— Your instructions —
In your answer, print every record exactly as it is written.

— Records for processing —
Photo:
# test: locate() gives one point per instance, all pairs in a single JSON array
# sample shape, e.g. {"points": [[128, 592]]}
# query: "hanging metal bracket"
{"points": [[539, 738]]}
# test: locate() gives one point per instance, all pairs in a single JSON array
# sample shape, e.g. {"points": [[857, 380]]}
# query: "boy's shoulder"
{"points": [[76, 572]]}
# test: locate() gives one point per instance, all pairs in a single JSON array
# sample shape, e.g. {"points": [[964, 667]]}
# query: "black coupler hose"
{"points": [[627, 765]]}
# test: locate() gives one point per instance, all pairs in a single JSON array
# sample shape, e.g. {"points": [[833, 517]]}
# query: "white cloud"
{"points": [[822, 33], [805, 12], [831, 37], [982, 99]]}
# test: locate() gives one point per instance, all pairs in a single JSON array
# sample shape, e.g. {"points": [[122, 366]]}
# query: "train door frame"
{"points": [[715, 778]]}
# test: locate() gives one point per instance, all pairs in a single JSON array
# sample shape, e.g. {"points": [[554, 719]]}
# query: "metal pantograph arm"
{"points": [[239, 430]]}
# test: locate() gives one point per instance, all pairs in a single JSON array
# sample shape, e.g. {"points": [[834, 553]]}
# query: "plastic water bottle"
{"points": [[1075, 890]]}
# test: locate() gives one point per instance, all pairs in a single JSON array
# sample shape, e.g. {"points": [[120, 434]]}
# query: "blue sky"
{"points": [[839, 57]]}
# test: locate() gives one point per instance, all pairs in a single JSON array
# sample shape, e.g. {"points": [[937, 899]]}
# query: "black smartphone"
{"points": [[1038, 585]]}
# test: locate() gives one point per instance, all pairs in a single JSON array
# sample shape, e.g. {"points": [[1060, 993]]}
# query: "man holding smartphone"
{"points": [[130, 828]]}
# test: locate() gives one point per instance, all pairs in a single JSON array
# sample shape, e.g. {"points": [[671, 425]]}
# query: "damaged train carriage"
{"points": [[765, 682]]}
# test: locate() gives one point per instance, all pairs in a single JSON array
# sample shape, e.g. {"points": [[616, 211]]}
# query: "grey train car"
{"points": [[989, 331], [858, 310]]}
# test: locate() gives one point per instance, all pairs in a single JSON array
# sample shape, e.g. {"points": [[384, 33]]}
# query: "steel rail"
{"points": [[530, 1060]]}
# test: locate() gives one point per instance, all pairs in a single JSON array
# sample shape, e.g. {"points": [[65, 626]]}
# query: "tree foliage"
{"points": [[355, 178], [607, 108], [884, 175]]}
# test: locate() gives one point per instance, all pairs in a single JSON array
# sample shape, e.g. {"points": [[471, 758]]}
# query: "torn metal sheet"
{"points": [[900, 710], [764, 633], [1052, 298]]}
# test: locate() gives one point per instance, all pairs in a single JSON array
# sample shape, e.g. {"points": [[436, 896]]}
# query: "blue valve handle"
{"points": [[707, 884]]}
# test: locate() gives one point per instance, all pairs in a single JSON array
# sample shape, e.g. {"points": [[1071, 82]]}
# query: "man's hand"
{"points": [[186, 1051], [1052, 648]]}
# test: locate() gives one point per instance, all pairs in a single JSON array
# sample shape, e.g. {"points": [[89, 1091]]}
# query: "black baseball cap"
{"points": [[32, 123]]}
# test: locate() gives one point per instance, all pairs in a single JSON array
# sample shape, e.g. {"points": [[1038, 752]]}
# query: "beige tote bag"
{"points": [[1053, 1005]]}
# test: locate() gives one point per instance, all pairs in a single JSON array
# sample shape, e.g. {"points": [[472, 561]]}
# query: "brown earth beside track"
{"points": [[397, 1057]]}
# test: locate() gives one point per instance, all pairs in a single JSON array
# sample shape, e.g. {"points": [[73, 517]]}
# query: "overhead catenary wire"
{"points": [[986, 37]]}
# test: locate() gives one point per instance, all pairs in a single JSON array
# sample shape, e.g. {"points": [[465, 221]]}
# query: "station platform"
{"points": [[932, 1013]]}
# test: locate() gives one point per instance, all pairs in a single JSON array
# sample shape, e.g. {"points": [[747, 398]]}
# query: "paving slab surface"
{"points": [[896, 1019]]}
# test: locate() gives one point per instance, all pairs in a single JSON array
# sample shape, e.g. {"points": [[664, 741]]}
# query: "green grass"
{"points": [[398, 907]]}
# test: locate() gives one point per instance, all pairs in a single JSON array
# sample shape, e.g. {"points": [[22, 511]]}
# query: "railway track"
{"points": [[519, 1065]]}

— Expected answer —
Photo:
# test: locate() gives one point per instance, all pairs in a single JSON array
# sample shape, e.g. {"points": [[128, 592]]}
# query: "hanging metal bracket"
{"points": [[539, 738]]}
# test: locate() gives one point per instance, all pairs in a single JSON array
# sample shape, e.g. {"points": [[857, 380]]}
# query: "boy's shoulder"
{"points": [[76, 572]]}
# test: locate() gives one point per instance, all pairs in a single JSON array
# sample shape, e.g. {"points": [[964, 667]]}
# query: "black coupler hose"
{"points": [[627, 765]]}
# test: locate() gives one point per instance, all pairs in a single JSON array
# sample shape, e.g. {"points": [[833, 517]]}
# query: "white cloud"
{"points": [[822, 33], [805, 12], [831, 37], [982, 99]]}
# test: locate() gives one point per instance, all pairs in a single JSON array
# sample shape, e.g. {"points": [[122, 366]]}
# query: "train door frame"
{"points": [[715, 778]]}
# test: locate() gives one point per instance, all pairs in a single JSON array
# sample shape, e.g. {"points": [[554, 719]]}
# query: "metal pantograph arm"
{"points": [[239, 430]]}
# test: locate() gives one point per instance, all pairs in a single JSON array
# sample shape, e.g. {"points": [[834, 553]]}
# query: "plastic water bottle"
{"points": [[1075, 890]]}
# test: locate() gives one point per instance, all pairs in a single JSON array
# sample shape, e.g. {"points": [[120, 434]]}
# query: "blue sky"
{"points": [[839, 57]]}
# test: locate() gives one point per instance, all pairs in a single JSON array
# sample shape, e.g. {"points": [[937, 899]]}
# query: "black smartphone"
{"points": [[1038, 585]]}
# test: locate() gives one point per instance, all pairs in a single JSON array
# sample shape, e.g. {"points": [[1060, 993]]}
# query: "man holding smartphone"
{"points": [[130, 828]]}
# test: locate() gives one point per instance, all pairs in a single JSON array
# sample shape, e.g. {"points": [[671, 425]]}
# query: "damaged train carriage"
{"points": [[765, 682]]}
# test: locate() gives one point per instance, all pairs in a single JSON array
# sample shape, e.g. {"points": [[616, 211]]}
# query: "grey train car"
{"points": [[989, 331], [858, 310]]}
# test: locate() gives one point per instance, all pairs in a single JSON array
# sample shape, e.g. {"points": [[384, 33]]}
# query: "steel rail"
{"points": [[530, 1060]]}
# test: locate() gives one point per instance, all pairs in a single JSON array
# sample shape, e.g. {"points": [[65, 626]]}
# query: "tree foliage"
{"points": [[355, 178], [607, 108], [884, 175]]}
# test: locate() gives one point per instance, all pairs in a single JSON array
# sample shape, e.g. {"points": [[471, 758]]}
# query: "torn metal sheet"
{"points": [[900, 710], [764, 633], [1052, 298]]}
# test: locate() gives one point per instance, all pairs in a single JSON array
# sample shape, e.g. {"points": [[436, 896]]}
# query: "blue valve handle"
{"points": [[707, 884]]}
# test: locate() gives one point per instance, all pairs in a single JSON array
# sample shape, e.g. {"points": [[1071, 82]]}
# query: "man's hand"
{"points": [[186, 1051], [1052, 648]]}
# test: locate() gives one point per instance, all pairs in a single JSON array
# sample shape, e.g. {"points": [[89, 1091]]}
# query: "black baseball cap"
{"points": [[32, 123]]}
# test: locate() gives one point per instance, all pairs in a single JSON array
# sample shape, e.g. {"points": [[1038, 752]]}
# query: "beige tote bag"
{"points": [[1053, 1005]]}
# test: locate() gives one point per instance, all pairs in a single JSON array
# sample shape, e.g. {"points": [[472, 561]]}
# query: "brown earth beside track"
{"points": [[397, 1057]]}
# test: locate() gives one point per instance, all pairs in a single JSON array
# sample shape, e.g. {"points": [[73, 517]]}
# query: "overhead catenary wire"
{"points": [[986, 37]]}
# test: locate() gives one point per instance, all pairs in a single JSON array
# sample shape, e.g. {"points": [[465, 221]]}
# query: "station platform"
{"points": [[932, 1013]]}
# test: locate() gives one point per instance, all pairs in a single JSON array
# sample shape, e.g. {"points": [[747, 398]]}
# query: "paving slab surface"
{"points": [[896, 1019]]}
# test: locate() gives one point per instance, all pairs in a single JSON array
# sample shape, e.g. {"points": [[664, 741]]}
# query: "green grass"
{"points": [[398, 907]]}
# test: locate() gives one point per instance, all pairs in a single JSON array
# sample shape, e.g. {"points": [[22, 511]]}
# query: "railway track"
{"points": [[519, 1065]]}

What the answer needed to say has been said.